• **Goal of the exercise**
From the line with "A single pin marks each instance of the vehicle" through the final line, please write out the listing exactly, including both of those lines.

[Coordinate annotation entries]
——————————
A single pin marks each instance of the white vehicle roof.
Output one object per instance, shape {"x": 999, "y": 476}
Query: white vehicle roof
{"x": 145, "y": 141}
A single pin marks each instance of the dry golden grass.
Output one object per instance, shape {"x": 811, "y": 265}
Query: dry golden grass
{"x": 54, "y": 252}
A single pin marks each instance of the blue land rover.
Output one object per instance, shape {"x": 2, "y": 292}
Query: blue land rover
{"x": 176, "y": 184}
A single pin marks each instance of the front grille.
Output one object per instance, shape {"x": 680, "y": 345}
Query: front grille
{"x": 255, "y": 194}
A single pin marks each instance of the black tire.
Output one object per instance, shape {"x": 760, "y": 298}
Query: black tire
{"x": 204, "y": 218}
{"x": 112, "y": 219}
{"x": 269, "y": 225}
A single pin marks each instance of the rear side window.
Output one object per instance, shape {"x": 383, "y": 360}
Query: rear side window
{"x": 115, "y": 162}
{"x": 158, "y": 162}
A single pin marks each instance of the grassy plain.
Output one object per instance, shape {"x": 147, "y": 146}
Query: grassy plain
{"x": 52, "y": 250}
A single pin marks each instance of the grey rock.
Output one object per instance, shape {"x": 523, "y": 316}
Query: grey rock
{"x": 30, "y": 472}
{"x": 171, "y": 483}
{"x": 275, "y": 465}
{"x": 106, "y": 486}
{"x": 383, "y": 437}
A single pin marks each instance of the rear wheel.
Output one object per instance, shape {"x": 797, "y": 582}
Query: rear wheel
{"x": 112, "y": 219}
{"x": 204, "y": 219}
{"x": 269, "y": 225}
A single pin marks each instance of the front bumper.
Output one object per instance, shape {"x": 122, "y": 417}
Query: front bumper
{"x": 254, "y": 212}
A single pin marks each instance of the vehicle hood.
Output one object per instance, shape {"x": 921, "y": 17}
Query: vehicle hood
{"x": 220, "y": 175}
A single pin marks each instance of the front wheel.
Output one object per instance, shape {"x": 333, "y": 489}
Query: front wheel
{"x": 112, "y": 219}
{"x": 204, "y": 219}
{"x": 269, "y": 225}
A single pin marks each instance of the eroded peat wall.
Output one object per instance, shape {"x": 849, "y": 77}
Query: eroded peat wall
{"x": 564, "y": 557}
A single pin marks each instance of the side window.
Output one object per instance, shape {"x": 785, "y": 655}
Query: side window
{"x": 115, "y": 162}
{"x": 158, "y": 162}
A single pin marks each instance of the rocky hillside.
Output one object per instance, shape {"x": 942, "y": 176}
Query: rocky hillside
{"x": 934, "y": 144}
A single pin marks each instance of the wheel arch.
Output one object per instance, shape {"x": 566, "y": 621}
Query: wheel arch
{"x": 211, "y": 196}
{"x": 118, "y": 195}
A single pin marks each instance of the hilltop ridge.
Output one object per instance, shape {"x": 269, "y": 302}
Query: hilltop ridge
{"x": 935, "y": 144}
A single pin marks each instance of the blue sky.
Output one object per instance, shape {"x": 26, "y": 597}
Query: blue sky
——————————
• **Solution to this task**
A single pin marks each instance of the vehicle hood.
Output one object per instance, shape {"x": 921, "y": 17}
Query: vehicle hood
{"x": 220, "y": 175}
A single pin marks each instance of the front wheel.
Output one object per instance, shape {"x": 333, "y": 489}
Query: front wheel
{"x": 112, "y": 219}
{"x": 204, "y": 219}
{"x": 269, "y": 225}
A single pin marks each instance of the eroded peat wall.
Output one object per instance, shape {"x": 849, "y": 77}
Query: eroded peat wall
{"x": 564, "y": 557}
A single pin marks each instance of the side window.
Output one object per instance, shape {"x": 785, "y": 655}
Query: side window
{"x": 115, "y": 162}
{"x": 158, "y": 162}
A single pin marks each instance of the rocky hillside.
Output one object per instance, shape {"x": 942, "y": 176}
Query: rocky hillside
{"x": 934, "y": 144}
A single pin marks each instance of the wheel arch.
Output one object per instance, shape {"x": 566, "y": 621}
Query: wheel arch
{"x": 211, "y": 196}
{"x": 118, "y": 195}
A single pin marks each instance of the hilltop ridge.
Output one object per instance, shape {"x": 269, "y": 302}
Query: hilltop ridge
{"x": 935, "y": 144}
A single pin marks each instance of the blue sky.
Output one object per instance, shape {"x": 26, "y": 597}
Query: blue sky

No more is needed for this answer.